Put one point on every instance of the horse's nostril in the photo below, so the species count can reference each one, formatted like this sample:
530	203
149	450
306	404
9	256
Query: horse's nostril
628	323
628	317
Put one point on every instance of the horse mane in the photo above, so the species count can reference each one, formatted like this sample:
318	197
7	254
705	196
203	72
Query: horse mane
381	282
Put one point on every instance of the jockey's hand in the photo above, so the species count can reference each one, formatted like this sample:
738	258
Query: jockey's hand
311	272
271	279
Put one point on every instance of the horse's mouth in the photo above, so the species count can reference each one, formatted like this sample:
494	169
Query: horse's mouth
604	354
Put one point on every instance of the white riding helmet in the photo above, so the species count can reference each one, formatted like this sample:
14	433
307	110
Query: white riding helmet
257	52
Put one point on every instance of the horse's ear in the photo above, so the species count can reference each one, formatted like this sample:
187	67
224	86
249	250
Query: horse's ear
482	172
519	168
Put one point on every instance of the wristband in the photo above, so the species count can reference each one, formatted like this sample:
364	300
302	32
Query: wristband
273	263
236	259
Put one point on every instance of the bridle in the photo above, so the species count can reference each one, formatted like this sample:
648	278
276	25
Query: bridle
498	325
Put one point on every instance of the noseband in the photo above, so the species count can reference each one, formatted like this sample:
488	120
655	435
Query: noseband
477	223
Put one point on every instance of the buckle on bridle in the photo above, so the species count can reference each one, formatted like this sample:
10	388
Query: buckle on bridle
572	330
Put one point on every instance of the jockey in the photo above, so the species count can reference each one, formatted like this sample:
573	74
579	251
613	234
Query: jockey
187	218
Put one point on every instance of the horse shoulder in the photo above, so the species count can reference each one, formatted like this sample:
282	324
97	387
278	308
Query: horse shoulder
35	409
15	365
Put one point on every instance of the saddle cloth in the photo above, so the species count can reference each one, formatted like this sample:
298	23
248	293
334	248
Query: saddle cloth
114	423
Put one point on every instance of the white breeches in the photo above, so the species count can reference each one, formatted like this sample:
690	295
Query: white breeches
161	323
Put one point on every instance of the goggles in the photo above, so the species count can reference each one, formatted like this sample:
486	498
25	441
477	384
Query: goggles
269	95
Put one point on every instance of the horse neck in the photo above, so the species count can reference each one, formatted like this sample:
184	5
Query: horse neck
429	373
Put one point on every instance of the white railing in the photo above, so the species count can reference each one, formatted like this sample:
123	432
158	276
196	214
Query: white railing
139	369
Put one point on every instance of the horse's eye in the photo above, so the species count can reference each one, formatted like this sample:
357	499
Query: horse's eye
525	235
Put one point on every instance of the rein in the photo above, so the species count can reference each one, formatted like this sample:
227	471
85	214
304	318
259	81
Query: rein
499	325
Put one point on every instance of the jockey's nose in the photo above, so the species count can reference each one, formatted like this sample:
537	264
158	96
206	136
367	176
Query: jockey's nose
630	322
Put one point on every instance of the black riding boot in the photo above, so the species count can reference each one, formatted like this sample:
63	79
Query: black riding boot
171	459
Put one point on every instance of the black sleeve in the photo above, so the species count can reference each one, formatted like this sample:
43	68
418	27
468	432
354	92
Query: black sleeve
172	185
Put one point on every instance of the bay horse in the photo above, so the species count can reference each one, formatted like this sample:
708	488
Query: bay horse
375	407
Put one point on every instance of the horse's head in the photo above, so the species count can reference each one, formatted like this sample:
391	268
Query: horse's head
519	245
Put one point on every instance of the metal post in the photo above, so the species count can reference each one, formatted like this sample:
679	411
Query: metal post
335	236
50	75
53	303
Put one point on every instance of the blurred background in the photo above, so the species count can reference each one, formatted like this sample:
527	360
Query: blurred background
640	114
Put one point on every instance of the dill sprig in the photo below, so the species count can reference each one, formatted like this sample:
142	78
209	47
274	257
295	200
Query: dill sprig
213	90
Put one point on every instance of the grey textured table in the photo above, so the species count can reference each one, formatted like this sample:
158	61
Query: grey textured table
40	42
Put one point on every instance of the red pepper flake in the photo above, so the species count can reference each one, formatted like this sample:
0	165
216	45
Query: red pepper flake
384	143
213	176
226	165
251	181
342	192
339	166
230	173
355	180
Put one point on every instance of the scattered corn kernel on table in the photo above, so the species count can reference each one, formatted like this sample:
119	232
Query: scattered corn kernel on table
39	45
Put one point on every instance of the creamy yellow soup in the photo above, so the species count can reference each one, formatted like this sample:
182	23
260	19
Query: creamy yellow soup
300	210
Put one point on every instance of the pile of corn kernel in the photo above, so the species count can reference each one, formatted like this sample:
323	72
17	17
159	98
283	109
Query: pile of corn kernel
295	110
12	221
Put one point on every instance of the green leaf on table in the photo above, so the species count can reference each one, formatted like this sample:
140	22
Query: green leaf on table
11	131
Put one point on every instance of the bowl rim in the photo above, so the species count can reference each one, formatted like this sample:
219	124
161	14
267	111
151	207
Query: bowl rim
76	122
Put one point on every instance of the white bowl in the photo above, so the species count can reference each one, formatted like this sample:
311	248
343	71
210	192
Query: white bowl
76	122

- - - - -

What this task involves: Once you have read the records above, write them all out exactly.

Written solution:
Put one point on every instance of the horse's nostril in the photo below, so the species count can reference each one, formatted like this sample:
530	203
149	450
306	404
9	256
Query: horse's nostril
628	323
628	317
Put one point on every instance of the horse mane in the photo above, so the species count can reference each one, formatted like this sample:
318	197
7	254
705	196
203	72
Query: horse mane
381	282
Put one point on every instance of the jockey's hand in the photo above, so the species count can reference each one, formatted like this sample:
738	258
Query: jockey's hand
311	272
271	279
Put one point on every instance of the horse's mouth in the photo above, so the species count can reference each one, formatted like this sample:
494	169
Query: horse's mouth
604	354
Put one point on every instance of the white riding helmet in the photo above, so the species count can reference each one, formatted like this sample:
14	433
307	110
Query: white riding helmet
257	52
Put one point on every instance of the horse's ear in the photo above, so the species count can reference each one, formatted like this sample:
187	67
224	86
249	250
Query: horse's ear
482	172
519	168
Put one point on every instance of the wristband in the photo above, so the species count can reference each one, formatted like this sample:
364	300
302	32
Query: wristband
273	263
236	259
Put one point on every instance of the bridle in the photo above, so the species count can reference each one, formatted like this sample:
648	278
276	25
Query: bridle
498	325
Put one point on every instance of the noseband in the photo above, so the species count can reference each one, formatted like this sample:
488	120
655	435
Query: noseband
477	223
Put one point on every instance of the buckle on bridle in the photo above, so the species count can reference each one, formatted like this sample:
10	388
Query: buckle on bridle
572	330
Put one point on every instance of the jockey in the photo above, so the species count can reference each one, formatted like this sample:
573	74
579	251
613	234
Query: jockey
187	218
Put one point on every instance of the horse shoulder in the photo above, so the species count can reference each one, formatted like this sample:
282	324
97	387
278	308
Query: horse shoulder
35	409
15	365
Put one point on every instance of the saddle cloth in the photo above, so the species count can reference each one, formatted like this sample:
298	23
248	293
334	248
Query: saddle cloth
114	423
Put one point on every instance of the white breeches in the photo above, so the species count can reference each one, formatted like this sample:
690	295
Query: white breeches
161	323
Put one point on every instance of the goggles in the photo above, so the species count can reference each one, formatted like this sample:
486	498
25	441
477	384
Query: goggles
269	95
Put one point on every instance of the horse neck in the photo above, so the species count can reference each one, formatted like this sample:
184	5
Query: horse neck
429	373
Put one point on every instance of the white railing in the photo above, so the species count can reference each one, formatted like this sample:
123	432
158	276
196	214
Query: white railing
139	369
Put one point on every instance of the horse's eye in the photo above, so the species count can reference each one, formatted like this sample:
357	499
Query: horse's eye
525	235
Put one point on every instance of the rein in the photo above, so the species count can reference each one, formatted like this sample:
227	471
85	214
304	318
259	81
Query: rein
499	325
Put one point on every instance of the jockey's nose in the photo above, so the species count can reference each one, formatted like this sample:
537	264
158	96
206	136
367	176
Query: jockey's nose
630	322
Put one point on every instance of the black riding boot in the photo above, so the species count can reference each one, formatted like this sample:
63	79
Query: black riding boot
171	459
Put one point on every instance of the black sleeve in the photo above, so the species count can reference each one, formatted like this sample:
43	68
418	27
468	432
354	92
Query: black sleeve
172	185
Put one point on every instance of the bay horse in the photo above, so the species count can reference each one, formatted like this sample:
708	488
Query: bay horse
375	407
Put one point on every instance of the horse's head in the photo above, so the species count can reference each one, formatted like this sample:
391	268
Query: horse's head
519	245
Put one point on every instance of the metal post in the photo above, so the species count can reference each one, formatted like this sample:
679	411
Query: metal post
335	236
50	75
53	303
Put one point on every instance of the blurred background in the photo above, so the species count can reference each one, formatted like this sample:
527	360
Query: blurred background
640	114
Put one point on every instance of the dill sprig in the photo below, so the species count can reference each one, formatted like this sample:
142	78
209	47
274	257
295	200
Query: dill sprig
213	90
Put one point on every instance of the grey textured table in the photo above, so the species count can reference each one, formatted like this sample:
158	61
Query: grey textured table
40	42
Put one point on every instance of the red pepper flake in the photo above, so the species count can reference each one, formatted like this sample:
0	165
216	45
Query: red pepper flake
384	143
213	176
226	165
251	181
342	192
339	166
230	173
355	180
Put one point on every instance of the scattered corn kernel on table in the photo above, so the species count can reference each one, formatted like this sample:
119	232
Query: scattered corn kernel on table
39	45
Put one point on every instance of the creamy yellow soup in the photo above, so the species count can reference each one, formatted like this sample:
182	23
260	19
Query: creamy yellow soup
300	210
Put one point on every instance of the pile of corn kernel in the photo above, so the species count can reference each one, formatted like this sample:
323	72
17	17
159	98
283	109
Query: pile of corn kernel
295	110
12	221
Put one point on every instance of the green leaf on table in the photo above, so the species count can reference each one, formatted like this sample:
140	22
Query: green leaf on table
11	131
Put one point on every instance of the bowl rim in the photo above, so the species count can reference each one, formatted like this sample:
219	124
161	14
267	111
151	207
Query: bowl rim
76	122
Put one point on every instance of the white bowl in the photo above, so the species count can reference each one, formatted like this sample:
311	248
343	71
210	192
Query: white bowl
76	122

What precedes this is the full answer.